◆ Requirements:
In the multilevel descriptive statistics documentation, what is the default method for estimating intraclass correlation coefficients?

R/multilevel.descript.R

Defines functions multilevel.descript

Documented in multilevel.descript

#' Multilevel Descriptive Statistics
#'
#' This function computes descriptive statistics for multilevel data, e.g. average
#' cluster size, variance components, intraclass correlation coefficient, design
#' effect, and effective sample size.
#'
#' Note that this function is restricted to two-level models.
#'
#' @param x           a vector, matrix or data frame.
#' @param cluster     either a character string indicating the variable name of
#'                    the cluster variable in 'x' or a vector representing the
#'                    nested grouping structure (i.e., group or cluster variable).
#' @param print       a character string or character vector indicating which
#'                    results to show on the console, i.e. \code{"all"} for
#'                    variances and standard deviations, \code{"var"} (default)
#'                    for variances, or \code{"sd"} for standard deviations within
#'                    and between clusters.
#' @param method      a character string indicating the method used to estimate
#'                    intraclass correlation coefficients, i.e., \code{"aov"} ICC
#'                    estimated using the \code{aov} function, \code{"lme4"} (default)
#'                    ICC estimated using the \code{lmer} function in the \pkg{lme4}
#'                    package, \code{"nlme"} ICC estimated using the \code{lme} function
#'                    in the \pkg{nlme} package.
#' @param REML        logical: if \code{TRUE} (default), restricted maximum likelihood
#'                    is used to estimate the null model when using the \code{lmer()}
#'                    function in the \pkg{lme4} package or the \code{lme()} function in
#'                    the \pkg{nlme} package.
#' @param digits      an integer value indicating the number of decimal places to
#'                    be used.
#' @param icc.digits  an integer indicating the number of decimal places to be used
#'                    for displaying intraclass correlation coefficients.
#' @param as.na       a numeric vector indicating user-defined missing values,
#'                    i.e. these values are converted to \code{NA} before conducting
#'                    the analysis. Note that \code{as.na()} function is only applied
#'                    to \code{x} but not to \code{cluster}.
#' @param write       a character string for writing the results into a Excel file
#'                    naming a file with or without file extension '.xlsx', e.g.,
#'                    \code{"Results.xlsx"} or \code{"Results"}.
#' @param check       logical: if \code{TRUE}, argument specification is checked.
#' @param output      logical: if \code{TRUE}, output is shown on the console.
#'
#' @author
#' Takuya Yanagida \email{takuya.yanagida@@univie.ac.at}
#'
#' @seealso
#' \code{\link{multilevel.icc}}, \code{\link{descript}}, \code{\link{write.result}}
#'
#' @references
#' Hox, J., Moerbeek, M., & van de Schoot, R. (2018). \emph{Multilevel analysis:
#' Techniques and applications} (3rd. ed.). Routledge.
#'
#' Snijders, T. A. B., & Bosker, R. J. (2012). \emph{Multilevel analysis: An
#' introduction to basic and advanced multilevel modeling} (2nd ed.). Sage Publishers.

◆ Source data:
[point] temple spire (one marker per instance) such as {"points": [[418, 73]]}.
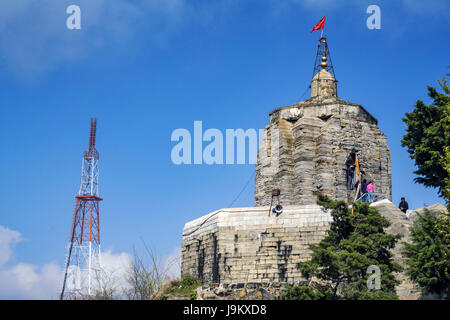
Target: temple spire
{"points": [[324, 83]]}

◆ Answer to the exercise:
The default is "lme4", which estimates the ICC with the lmer function in the lme4 package.